#### DATASET ROWS

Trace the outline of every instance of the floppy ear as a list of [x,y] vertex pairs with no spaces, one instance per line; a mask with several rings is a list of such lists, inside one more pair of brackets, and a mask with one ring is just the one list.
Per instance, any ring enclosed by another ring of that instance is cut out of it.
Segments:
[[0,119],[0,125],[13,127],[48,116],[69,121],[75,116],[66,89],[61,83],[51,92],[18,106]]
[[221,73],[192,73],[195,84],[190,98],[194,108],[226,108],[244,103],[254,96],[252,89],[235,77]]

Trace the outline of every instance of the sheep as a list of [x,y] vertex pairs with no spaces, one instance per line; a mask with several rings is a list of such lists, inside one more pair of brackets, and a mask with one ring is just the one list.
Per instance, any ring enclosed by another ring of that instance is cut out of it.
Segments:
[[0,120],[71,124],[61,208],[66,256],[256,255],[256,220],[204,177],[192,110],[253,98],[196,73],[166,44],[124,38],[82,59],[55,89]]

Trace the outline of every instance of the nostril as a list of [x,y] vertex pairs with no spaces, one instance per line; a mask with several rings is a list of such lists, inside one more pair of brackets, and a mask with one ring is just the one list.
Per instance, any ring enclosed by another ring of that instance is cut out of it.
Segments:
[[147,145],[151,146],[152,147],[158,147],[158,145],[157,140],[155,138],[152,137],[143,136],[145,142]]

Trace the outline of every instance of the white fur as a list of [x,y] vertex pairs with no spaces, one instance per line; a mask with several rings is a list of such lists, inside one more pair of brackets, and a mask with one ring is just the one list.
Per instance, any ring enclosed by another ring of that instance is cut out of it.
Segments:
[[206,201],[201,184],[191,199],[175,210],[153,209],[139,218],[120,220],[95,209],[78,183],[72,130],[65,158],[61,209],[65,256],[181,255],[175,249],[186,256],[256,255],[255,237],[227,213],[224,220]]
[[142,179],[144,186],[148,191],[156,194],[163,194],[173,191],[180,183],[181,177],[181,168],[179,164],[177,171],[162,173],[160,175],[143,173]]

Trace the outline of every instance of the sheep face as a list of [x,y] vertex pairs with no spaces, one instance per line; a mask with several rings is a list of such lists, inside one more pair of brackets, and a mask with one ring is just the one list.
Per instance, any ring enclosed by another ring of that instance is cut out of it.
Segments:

########

__TASK BRIEF__. Extract, word for word, each line of the listing above.

__RESULT FOR THIS TASK__.
Trace the outline of every instance of the floppy ear as a list of [x,y] vertex pairs with no spaces, one instance per line; a mask with several rings is a list of such lists, inside one more pair of brackets, and a mask with one ring is just the one list.
Per instance, any ring enclosed by another ring of that instance is cut out of it.
Segments:
[[0,119],[0,125],[13,127],[48,116],[69,121],[75,116],[66,89],[61,83],[51,92],[18,106]]
[[221,73],[192,73],[195,84],[190,98],[194,108],[226,108],[244,103],[254,96],[252,89],[235,77]]

Trace the outline of every instance of the sheep as a list of [x,y] vertex pairs with no spaces, one instance per line; a mask with several rings is a list of such lists, inside one more pair of brackets, and a mask with one ring is just the one list.
Per instance, any ring enclosed by another ring of that instance is cut out of it.
Segments:
[[0,120],[71,124],[61,208],[66,256],[256,255],[256,220],[204,177],[192,110],[253,98],[196,73],[166,44],[124,38],[82,59],[55,89]]

Trace the outline of every instance of the nostril as a list of [x,y] vertex pairs with no spaces, one instance per line; a mask with several rings is a list of such lists, inside one more pair of brackets, and a mask with one ring is just the one list.
Per instance, any ring enclosed by another ring of that instance is cut out of it.
Segments:
[[147,145],[151,146],[152,147],[158,147],[158,145],[157,140],[155,138],[152,137],[143,136],[145,142]]

Trace the outline of every instance of the white fur as a list of [x,y] vertex pairs with no spaces, one instance per line; a mask with several rings is a list of such lists, inside one more pair of brackets, and a mask with one ring is just the one list.
Per instance, any ring enclosed by another ring of that instance is cut out of it.
Segments:
[[206,201],[201,184],[191,199],[175,210],[153,209],[139,218],[120,220],[95,209],[78,183],[72,130],[65,158],[61,209],[65,256],[181,255],[175,249],[186,256],[256,255],[255,237],[227,213],[224,220]]
[[142,179],[144,186],[148,191],[156,194],[163,194],[173,191],[180,183],[181,177],[181,168],[179,164],[177,171],[162,173],[160,175],[143,173]]

Trace the outline of every instance of the sheep face as a list of [x,y] vertex pairs with no spaces, one instance per line; a mask with several rings is a list of such lists, inside one more pair of brackets, and a mask with one ring is just the one list.
Per instance, any ring enclosed by another ring of that instance is cut out of it.
Segments:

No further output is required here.